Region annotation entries
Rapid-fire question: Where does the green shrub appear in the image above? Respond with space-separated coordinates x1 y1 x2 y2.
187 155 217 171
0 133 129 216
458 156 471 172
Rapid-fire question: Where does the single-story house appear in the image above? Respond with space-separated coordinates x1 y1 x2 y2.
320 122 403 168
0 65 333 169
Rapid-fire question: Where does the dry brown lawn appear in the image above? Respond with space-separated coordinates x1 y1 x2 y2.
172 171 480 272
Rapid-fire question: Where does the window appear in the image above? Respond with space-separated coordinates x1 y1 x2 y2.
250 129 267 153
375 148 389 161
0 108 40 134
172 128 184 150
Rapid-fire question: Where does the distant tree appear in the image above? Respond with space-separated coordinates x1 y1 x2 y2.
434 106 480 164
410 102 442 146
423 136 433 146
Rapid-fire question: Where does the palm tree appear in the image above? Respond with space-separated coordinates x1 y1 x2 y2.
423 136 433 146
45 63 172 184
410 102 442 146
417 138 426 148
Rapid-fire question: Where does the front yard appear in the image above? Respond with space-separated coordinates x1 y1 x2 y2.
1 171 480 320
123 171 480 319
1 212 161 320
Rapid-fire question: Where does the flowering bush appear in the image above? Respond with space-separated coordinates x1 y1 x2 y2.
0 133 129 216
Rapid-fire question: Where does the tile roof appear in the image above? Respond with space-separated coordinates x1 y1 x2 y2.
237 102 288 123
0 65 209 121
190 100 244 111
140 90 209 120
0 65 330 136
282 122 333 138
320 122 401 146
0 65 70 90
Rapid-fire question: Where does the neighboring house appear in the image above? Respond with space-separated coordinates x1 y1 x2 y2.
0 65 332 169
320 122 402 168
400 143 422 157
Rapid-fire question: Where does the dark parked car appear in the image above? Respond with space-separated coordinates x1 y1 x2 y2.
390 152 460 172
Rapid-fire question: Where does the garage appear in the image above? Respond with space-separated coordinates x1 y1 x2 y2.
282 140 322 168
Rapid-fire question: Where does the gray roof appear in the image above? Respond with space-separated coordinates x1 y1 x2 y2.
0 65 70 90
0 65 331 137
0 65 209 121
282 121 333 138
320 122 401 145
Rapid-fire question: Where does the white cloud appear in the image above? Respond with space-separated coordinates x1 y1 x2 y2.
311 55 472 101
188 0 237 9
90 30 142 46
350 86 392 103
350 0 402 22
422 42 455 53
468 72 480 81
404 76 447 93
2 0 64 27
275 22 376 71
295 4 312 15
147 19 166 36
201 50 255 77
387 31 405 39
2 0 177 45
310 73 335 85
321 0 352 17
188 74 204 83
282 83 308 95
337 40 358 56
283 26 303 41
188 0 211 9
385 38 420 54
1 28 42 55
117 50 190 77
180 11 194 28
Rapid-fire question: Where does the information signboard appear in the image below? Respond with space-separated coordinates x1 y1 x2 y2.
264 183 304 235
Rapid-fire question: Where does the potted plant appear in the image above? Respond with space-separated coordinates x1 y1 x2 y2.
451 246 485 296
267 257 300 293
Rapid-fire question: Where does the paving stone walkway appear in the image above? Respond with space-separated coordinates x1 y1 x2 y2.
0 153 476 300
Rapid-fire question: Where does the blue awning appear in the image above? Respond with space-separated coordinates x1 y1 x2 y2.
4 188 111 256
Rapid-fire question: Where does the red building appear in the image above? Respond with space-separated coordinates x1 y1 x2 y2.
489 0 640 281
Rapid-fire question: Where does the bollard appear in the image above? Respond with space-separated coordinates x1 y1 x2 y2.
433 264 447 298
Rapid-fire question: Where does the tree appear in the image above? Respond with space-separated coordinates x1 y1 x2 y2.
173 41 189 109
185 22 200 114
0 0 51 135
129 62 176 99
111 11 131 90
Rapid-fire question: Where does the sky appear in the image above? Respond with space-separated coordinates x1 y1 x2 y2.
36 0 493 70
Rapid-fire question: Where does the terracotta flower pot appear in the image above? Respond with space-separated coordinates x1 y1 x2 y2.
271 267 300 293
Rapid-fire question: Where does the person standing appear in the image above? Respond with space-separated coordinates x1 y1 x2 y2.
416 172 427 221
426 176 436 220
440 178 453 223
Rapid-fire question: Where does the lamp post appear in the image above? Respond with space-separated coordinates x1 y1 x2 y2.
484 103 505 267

» **Written task**
Turn everything from the start of the data down to the line containing "172 128 184 150" into a numbered list, skipping any blank lines.

» **Written response**
1. Rapid-fire question: Where does the green shrub appear in the image above? Respond with space-separated coordinates x1 y1 x2 y2.
2. 187 155 217 171
3. 0 133 129 216
4. 458 156 471 172
5. Rapid-fire question: Where does the single-story house appear in the image above? Respond with space-separated coordinates x1 y1 x2 y2.
6. 320 122 403 168
7. 0 65 333 169
8. Rapid-fire question: Where does the dry brown lawn appear in the image above? Respond with space-separated coordinates x1 y1 x2 y2.
9. 172 171 480 272
10. Rapid-fire question: Where does the window appear in the image above? Respond with space-separated coordinates x1 y1 x2 y2.
11. 250 129 267 153
12. 375 148 389 161
13. 0 108 40 134
14. 172 128 184 150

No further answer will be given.